What you will do: Take every line in the entries that includes the word "with" and copy it.

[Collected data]
━━━━━━━━

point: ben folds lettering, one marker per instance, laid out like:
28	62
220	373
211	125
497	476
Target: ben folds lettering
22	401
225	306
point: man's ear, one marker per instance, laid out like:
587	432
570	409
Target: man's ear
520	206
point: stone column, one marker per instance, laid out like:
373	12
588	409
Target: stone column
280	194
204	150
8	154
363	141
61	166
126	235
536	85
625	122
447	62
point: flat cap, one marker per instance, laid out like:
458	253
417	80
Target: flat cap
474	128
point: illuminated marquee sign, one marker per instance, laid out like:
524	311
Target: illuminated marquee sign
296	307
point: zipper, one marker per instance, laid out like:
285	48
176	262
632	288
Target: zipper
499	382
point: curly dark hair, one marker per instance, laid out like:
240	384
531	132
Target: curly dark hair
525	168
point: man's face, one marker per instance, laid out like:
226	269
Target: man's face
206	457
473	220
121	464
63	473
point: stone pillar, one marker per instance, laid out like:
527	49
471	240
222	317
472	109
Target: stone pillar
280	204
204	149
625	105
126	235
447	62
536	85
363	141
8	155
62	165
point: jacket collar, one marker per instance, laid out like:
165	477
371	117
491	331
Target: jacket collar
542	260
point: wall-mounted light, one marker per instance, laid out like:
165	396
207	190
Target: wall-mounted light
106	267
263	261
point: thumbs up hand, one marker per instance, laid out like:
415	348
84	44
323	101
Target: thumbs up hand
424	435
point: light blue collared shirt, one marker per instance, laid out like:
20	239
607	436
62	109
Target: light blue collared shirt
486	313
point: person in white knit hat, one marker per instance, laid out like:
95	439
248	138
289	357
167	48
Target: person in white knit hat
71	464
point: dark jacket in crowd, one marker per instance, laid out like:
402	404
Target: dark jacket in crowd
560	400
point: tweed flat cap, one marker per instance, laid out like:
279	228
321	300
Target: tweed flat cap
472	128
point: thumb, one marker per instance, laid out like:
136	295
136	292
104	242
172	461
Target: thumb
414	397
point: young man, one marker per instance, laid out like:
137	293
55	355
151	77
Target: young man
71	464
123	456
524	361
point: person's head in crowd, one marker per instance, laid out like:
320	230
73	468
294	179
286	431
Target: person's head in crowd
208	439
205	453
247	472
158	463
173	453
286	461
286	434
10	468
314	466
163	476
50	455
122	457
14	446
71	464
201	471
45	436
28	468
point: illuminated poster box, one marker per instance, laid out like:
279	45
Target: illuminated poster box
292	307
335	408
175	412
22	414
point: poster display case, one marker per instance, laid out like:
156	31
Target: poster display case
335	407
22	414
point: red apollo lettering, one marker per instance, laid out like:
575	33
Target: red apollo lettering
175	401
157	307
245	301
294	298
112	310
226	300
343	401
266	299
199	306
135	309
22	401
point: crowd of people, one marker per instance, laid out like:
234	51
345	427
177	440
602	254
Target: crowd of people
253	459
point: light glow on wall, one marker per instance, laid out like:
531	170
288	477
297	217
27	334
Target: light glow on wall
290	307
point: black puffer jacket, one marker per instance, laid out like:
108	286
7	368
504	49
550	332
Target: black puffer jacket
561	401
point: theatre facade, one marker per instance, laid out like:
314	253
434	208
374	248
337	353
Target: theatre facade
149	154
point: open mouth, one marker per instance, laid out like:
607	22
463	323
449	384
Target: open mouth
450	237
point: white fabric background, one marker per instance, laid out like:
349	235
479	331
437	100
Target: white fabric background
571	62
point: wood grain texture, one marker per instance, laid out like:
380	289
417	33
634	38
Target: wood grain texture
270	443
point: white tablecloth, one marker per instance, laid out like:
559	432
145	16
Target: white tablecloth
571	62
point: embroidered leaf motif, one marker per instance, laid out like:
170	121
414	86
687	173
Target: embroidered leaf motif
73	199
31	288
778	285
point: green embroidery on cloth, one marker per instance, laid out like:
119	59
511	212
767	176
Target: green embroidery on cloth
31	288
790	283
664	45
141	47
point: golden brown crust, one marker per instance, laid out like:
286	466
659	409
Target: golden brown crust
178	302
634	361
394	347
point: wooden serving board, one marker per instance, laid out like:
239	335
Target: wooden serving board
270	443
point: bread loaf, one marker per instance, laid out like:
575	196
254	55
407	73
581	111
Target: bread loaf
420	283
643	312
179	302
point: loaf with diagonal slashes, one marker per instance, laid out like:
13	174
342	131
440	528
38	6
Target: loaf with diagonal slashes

━━━━━━━━

Output for this exercise:
point: loaf with diagonal slashes, one marker per instance, laid out like:
Target: loaf with diagonal slashes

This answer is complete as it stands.